Count the lines in the items below that contain the word "metal". Reply with the number alone.
_ _ _ _ _ _ _
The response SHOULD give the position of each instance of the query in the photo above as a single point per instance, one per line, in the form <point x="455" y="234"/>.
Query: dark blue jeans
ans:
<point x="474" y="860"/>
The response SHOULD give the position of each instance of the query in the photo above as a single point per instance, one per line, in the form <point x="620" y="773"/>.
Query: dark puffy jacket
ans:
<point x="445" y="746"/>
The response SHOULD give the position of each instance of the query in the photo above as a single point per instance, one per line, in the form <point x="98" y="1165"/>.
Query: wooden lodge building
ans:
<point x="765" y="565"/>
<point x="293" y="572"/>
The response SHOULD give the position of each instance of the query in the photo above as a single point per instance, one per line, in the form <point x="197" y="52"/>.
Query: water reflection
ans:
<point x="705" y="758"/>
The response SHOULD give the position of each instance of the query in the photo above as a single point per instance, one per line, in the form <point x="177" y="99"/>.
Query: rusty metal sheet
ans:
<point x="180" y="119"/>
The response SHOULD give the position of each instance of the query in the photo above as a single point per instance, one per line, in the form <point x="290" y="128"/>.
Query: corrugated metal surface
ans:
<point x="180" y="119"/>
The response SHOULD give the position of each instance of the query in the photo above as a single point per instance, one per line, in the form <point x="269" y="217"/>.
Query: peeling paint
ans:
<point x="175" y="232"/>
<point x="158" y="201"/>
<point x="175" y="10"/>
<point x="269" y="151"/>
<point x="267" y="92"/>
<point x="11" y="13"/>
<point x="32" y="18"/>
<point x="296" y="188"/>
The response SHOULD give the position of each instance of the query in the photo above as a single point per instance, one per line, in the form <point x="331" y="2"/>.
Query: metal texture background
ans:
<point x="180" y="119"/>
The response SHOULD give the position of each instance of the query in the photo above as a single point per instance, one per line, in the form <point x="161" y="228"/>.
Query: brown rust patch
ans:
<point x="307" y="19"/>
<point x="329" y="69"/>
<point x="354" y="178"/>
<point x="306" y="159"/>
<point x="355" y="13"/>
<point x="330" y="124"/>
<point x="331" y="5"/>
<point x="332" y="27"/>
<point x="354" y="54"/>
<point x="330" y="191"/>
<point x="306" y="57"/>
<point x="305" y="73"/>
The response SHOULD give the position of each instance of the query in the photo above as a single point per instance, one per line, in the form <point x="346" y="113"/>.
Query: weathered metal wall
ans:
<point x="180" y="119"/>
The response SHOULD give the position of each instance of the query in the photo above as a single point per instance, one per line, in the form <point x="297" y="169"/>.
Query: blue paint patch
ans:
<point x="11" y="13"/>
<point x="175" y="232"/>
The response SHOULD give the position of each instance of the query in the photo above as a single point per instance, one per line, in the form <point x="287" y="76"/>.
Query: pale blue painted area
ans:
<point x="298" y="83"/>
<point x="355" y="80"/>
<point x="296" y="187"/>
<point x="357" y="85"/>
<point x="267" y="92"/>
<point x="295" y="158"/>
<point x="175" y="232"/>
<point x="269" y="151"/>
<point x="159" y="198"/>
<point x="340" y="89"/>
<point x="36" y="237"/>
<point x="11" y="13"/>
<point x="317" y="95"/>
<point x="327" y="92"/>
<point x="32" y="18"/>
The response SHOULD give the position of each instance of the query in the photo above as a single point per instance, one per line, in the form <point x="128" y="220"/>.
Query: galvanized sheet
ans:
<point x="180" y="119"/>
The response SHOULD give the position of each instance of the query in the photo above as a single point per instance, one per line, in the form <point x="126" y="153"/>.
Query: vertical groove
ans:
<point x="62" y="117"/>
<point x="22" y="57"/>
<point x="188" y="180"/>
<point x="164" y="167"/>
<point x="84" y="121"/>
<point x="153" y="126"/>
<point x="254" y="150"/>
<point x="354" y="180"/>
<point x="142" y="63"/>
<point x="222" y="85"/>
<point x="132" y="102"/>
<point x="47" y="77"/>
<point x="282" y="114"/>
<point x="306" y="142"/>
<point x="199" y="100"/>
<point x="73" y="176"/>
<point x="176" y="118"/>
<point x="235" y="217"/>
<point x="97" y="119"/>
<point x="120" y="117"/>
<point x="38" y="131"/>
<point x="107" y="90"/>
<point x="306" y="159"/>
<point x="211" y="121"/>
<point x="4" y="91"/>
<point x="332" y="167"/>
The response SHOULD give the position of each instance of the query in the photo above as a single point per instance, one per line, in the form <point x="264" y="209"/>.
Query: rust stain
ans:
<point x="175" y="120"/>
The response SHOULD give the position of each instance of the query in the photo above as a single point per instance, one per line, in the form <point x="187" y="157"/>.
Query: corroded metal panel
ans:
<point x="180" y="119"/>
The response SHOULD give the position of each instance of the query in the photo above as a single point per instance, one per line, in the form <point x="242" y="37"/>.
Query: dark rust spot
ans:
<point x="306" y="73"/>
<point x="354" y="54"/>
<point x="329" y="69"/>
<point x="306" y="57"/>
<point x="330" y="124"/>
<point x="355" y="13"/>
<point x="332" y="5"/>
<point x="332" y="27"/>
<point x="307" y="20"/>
_ _ _ _ _ _ _
• _RESPONSE_: 5